Exercise description :: Convert the lines below into a two-column CSV with the header text,answer. Each row should hold one block of wording in the text column and the coordinates that follow it in the answer column, with each field quoted and line breaks replaced by spaces.

Supplied entries ::
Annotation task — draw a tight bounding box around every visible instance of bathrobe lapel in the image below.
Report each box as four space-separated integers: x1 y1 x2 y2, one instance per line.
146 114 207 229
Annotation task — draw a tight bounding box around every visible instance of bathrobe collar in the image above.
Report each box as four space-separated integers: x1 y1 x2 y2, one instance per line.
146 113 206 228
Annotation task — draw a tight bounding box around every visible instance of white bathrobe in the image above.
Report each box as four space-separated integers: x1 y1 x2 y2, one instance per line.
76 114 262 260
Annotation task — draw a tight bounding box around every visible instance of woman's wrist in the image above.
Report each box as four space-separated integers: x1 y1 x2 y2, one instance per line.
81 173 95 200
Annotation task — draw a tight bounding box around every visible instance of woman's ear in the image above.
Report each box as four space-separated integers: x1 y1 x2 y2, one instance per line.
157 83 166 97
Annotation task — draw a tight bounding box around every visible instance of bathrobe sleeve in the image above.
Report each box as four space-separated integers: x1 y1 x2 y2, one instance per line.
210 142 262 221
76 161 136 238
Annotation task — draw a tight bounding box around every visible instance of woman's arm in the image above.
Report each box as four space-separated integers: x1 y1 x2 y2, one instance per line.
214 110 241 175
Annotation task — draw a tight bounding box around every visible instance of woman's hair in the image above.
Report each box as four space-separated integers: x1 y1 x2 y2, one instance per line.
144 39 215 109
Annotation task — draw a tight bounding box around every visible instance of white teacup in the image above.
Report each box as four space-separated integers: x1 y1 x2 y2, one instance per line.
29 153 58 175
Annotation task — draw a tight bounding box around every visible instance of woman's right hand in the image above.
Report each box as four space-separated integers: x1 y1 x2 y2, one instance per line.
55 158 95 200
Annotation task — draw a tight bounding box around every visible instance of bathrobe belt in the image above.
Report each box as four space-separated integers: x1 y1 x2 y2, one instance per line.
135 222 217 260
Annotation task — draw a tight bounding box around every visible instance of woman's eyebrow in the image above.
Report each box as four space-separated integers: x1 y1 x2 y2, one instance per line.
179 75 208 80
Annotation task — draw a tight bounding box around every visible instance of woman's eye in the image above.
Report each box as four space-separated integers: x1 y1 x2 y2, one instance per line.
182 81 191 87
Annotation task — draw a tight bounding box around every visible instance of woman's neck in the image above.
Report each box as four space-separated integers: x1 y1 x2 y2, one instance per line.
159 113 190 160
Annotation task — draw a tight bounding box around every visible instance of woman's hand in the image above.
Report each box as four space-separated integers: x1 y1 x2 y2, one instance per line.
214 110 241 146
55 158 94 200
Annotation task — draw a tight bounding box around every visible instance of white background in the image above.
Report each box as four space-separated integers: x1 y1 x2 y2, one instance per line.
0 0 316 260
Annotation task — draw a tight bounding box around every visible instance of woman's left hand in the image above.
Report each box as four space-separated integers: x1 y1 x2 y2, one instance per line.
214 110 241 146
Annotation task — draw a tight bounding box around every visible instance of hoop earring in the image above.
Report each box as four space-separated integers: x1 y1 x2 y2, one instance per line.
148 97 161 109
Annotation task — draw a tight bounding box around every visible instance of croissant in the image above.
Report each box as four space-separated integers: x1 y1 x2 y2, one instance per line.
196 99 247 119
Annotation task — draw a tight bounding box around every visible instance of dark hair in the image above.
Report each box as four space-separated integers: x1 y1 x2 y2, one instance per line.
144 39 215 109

Reply ::
text,answer
"Annotation task — draw a tight bounding box around every visible instance of bathrobe lapel in the image below. Report each box as four space-separated integers: x1 y1 x2 y2, one instance per line.","146 114 207 229"
"Annotation task — draw a tight bounding box around every visible instance of bathrobe collar in the image above. Report each box as four space-separated integers: x1 y1 x2 y2, one instance per line.","146 113 206 228"
"Annotation task — draw a tight bounding box around every visible instance of white bathrobe in the image above. Report each box as four space-separated integers: x1 y1 x2 y2, one instance per line.","76 114 262 260"
"Annotation task — draw a tight bounding box around every visible instance of woman's wrist in the image above. Report each box as four space-separated integers: x1 y1 x2 y2, one instance per line.","81 173 95 200"
"Annotation task — draw a tight bounding box around every visible instance of woman's ear in the image above. Report each box as four space-separated integers: x1 y1 x2 y2, one instance per line.","157 83 166 97"
"Annotation task — draw a tight bounding box around every visible instance of bathrobe sleeve in the image above. Report each box as four space-separated integers: x1 y1 x2 y2, one instance per line.","210 142 262 221 76 161 136 238"
"Annotation task — draw a tight bounding box around every visible instance of woman's arm in the image above. Report each box as four space-separated integers: x1 y1 x2 y2, one instance per line.","214 110 241 175"
"Annotation task — draw a tight bounding box around every visible instance of woman's hair in the image above. Report each box as four space-separated integers: x1 y1 x2 y2, one instance per line.","144 39 215 109"
"Annotation task — draw a tight bounding box around every visible instance of white teacup in the image above. Report each box as four space-separated integers: x1 y1 x2 y2, one instance per line.","29 153 58 175"
"Annotation task — draw a tight bounding box around every visible instance of woman's right hand in the image above. Report each box as four space-separated integers: x1 y1 x2 y2, one instance per line.","55 158 95 200"
"Annotation task — draw a tight bounding box around every visible instance of bathrobe belt in the image above. Report each box as four space-separated integers: x1 y1 x2 y2, one instance per line.","135 222 217 260"
"Annotation task — draw a tight bounding box around every visible instance of woman's eyebrow in the image above. Report each box as four space-separated integers: x1 y1 x2 y2, one instance per line.","179 75 208 80"
"Annotation task — draw a tight bounding box around every visible instance of woman's eye in the image above. Report each box as four space-separated integers: x1 y1 x2 y2, one instance per line.","182 81 191 87"
"Annotation task — draw a tight bounding box around every visible instance of woman's neck in the image above. Report each box as four space-separated integers: x1 y1 x2 y2, one instance per line.","159 113 190 160"
"Annotation task — draw a tight bounding box around every visible instance of woman's hand in the image above. Report each box as four space-separated integers: x1 y1 x2 y2, one instance per line.","214 110 241 146 55 158 94 200"
"Annotation task — draw a tight bounding box around every visible instance of white background in the image above. Report each box as four space-separated integers: x1 y1 x2 y2, one instance per line.","0 0 316 260"
"Annotation task — draw a tight bounding box around every visible instance of woman's left hand in the image above. Report each box as four space-separated integers: x1 y1 x2 y2, one instance per line.","214 110 241 146"
"Annotation task — draw a tight bounding box around every visible instance of hoop earring in the image above. Report each box as four space-separated integers: x1 y1 x2 y2, one instance per line.","148 97 161 109"
"Annotation task — draw a tight bounding box around every visible instance of croissant in the image above. Report each box as four space-separated integers: x1 y1 x2 y2, one instance per line.","196 99 247 119"
"Annotation task — draw a tight bounding box around every visible instance of dark hair in the image above. Report each box as four space-separated integers: x1 y1 x2 y2, one instance per line.","144 39 215 109"